| Set of tasks |
(A) From the passage on HIV and rape in South Africa, output everything from "The young woman’s" down to "younger than 12.".
(B) According to the passage on HIV and rape in South Africa, why are more women than men infected with HIV in that country? Answer in one to three sentences.
(C) Continue the passage on HIV and rape in South Africa from where it stops.

| Extract provided |
*** Block opens ***

In the country with the world’s highest rate of HIV and rape, why do so few pharmacies stock anti-retrovirals, or at the very least three-day PEP starter packs for rape survivors? This failure has nothing to do with the new medical regulations: few were stocking ARVs before.
The young woman’s father phoned the police from Johannesburg, and was told that the cameras on Long Street had not picked up anything untoward on that night, so there was no point in laying a charge. Failures like these lead to statistics like these:
- UNAids reported last year that in South Africa two-and-a-half times more women are infected than men because many women experience forced sex;
- Unicef reports that six times more girls than boys in Africa are infected with HIV;
- A Human Sciences Research Council study found a significant cohort of HIV-infected children whose mothers were not HIV-positive. How did they become infected?
- In South Africa, police tell us, 41 percent of those raped are under the age of 12. In Meadowlands, Soweto, police say 90 percent of rape in that community is against children younger than 12.

*** Block closes ***

| Extracted entries |
*** Block opens ***

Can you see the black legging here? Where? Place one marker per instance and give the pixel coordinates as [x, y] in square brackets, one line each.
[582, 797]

*** Block closes ***
*** Block opens ***

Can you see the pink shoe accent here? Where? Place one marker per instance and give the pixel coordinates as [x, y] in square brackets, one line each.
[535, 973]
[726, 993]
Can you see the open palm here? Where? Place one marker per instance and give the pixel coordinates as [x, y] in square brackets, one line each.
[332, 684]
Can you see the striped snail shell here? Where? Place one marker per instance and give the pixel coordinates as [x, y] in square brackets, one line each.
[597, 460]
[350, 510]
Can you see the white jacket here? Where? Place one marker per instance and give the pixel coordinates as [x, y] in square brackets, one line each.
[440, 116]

*** Block closes ***
*** Block opens ***

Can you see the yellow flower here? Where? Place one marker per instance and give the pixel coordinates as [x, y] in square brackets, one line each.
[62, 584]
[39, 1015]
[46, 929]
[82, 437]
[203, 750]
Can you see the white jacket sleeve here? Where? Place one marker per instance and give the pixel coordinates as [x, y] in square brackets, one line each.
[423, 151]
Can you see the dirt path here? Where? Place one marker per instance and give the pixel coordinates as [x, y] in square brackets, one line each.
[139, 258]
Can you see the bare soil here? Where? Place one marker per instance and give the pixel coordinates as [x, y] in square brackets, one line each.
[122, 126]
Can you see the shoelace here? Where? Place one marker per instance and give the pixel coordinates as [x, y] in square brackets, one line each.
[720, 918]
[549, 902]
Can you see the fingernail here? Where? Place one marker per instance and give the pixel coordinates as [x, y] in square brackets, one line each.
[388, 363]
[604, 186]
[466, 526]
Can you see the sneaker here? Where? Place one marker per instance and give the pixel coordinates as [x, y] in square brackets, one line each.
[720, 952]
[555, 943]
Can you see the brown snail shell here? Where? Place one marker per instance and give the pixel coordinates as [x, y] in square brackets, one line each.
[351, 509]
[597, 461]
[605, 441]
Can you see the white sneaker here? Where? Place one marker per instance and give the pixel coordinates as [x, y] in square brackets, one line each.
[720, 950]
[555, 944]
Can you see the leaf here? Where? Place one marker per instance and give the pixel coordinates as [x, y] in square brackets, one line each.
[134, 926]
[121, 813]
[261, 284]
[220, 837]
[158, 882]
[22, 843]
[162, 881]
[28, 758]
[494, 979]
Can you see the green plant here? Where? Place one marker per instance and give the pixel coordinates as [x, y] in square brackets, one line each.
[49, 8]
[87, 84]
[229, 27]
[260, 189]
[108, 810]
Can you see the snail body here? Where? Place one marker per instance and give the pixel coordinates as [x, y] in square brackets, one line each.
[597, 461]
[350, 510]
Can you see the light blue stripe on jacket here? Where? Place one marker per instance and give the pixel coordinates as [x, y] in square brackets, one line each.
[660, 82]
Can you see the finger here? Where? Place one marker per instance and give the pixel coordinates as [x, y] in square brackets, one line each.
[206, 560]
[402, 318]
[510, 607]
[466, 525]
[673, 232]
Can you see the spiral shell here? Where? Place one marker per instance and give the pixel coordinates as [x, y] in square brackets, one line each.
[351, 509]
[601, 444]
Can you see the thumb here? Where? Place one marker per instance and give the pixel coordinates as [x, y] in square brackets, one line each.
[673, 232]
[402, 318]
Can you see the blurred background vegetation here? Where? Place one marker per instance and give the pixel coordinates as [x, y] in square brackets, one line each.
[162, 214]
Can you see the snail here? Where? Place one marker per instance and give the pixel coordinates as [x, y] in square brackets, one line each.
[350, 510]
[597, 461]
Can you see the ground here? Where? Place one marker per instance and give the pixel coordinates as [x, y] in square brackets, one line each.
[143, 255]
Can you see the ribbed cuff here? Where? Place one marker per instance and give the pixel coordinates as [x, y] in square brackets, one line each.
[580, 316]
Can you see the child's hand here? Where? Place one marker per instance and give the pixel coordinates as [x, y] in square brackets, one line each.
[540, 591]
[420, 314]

*** Block closes ***

| Results of the exercise |
(A)
The young woman’s father phoned the police from Johannesburg, and was told that the cameras on Long Street had not picked up anything untoward on that night, so there was no point in laying a charge. Failures like these lead to statistics like these:
- UNAids reported last year that in South Africa two-and-a-half times more women are infected than men because many women experience forced sex;
- Unicef reports that six times more girls than boys in Africa are infected with HIV;
- A Human Sciences Research Council study found a significant cohort of HIV-infected children whose mothers were not HIV-positive. How did they become infected?
- In South Africa, police tell us, 41 percent of those raped are under the age of 12. In Meadowlands, Soweto, police say 90 percent of rape in that community is against children younger than 12.

(B) UNAids reported that two-and-a-half times more women than men are infected in South Africa because many women experience forced sex.

(C)
Superintendent Nico Snyman, head of that police station, says that despite a good arrest rate, only a small percentage of cases get prosecuted because families will accept “compensation” from the rapist or rapists, and the child is then prevented from testifying.
In the case of a young man raped in Wentworth, Durban, three years ago, when he was 14, the thugs who raped him offered his impoverished grandmother R3 000 to get him to drop the case. She wanted the money, but he refused despite continuing threats.
Investigating officers were changed three times, the prosecutors four times. The victim went for counselling at a well-known child counselling centre, but because he is an orphan and his grandmother unemployed, he couldn’t afford bus fare to continue and no one bothered to go to him.
Last week the case against the accused was dismissed for lack of evidence. The prosecutor did not add extortion to the charge sheet, nor did she bother to get anyone to testify how he the victim took rat poison after the rape and spent a week in Addington Hospital’s psychiatric ward because he was so traumatised.
The investigating officer was on leave and did not testify, and no victim impact statement was used. Gangsters got away with the rape of a boy because no one cared, and this was a case the National Prosecuting Authority’s Sexual Offences Unit received frequent complaints about.
A nine-year study by Cape Town’s Red Cross Children’s Hospital, published in the SA Medical Journal in December 2002, found that the average age of children raped was three. Research has shown that 40 percent of those raped in South Africa are at risk of becoming HIV-positive if they do not receive PEP.
Experts believe that if post-exposure prophylaxis was given immediately to rape survivors, South Africa could cut new HIV transmission dramatically. Yet little is done to advance this HIV preventive mechanism.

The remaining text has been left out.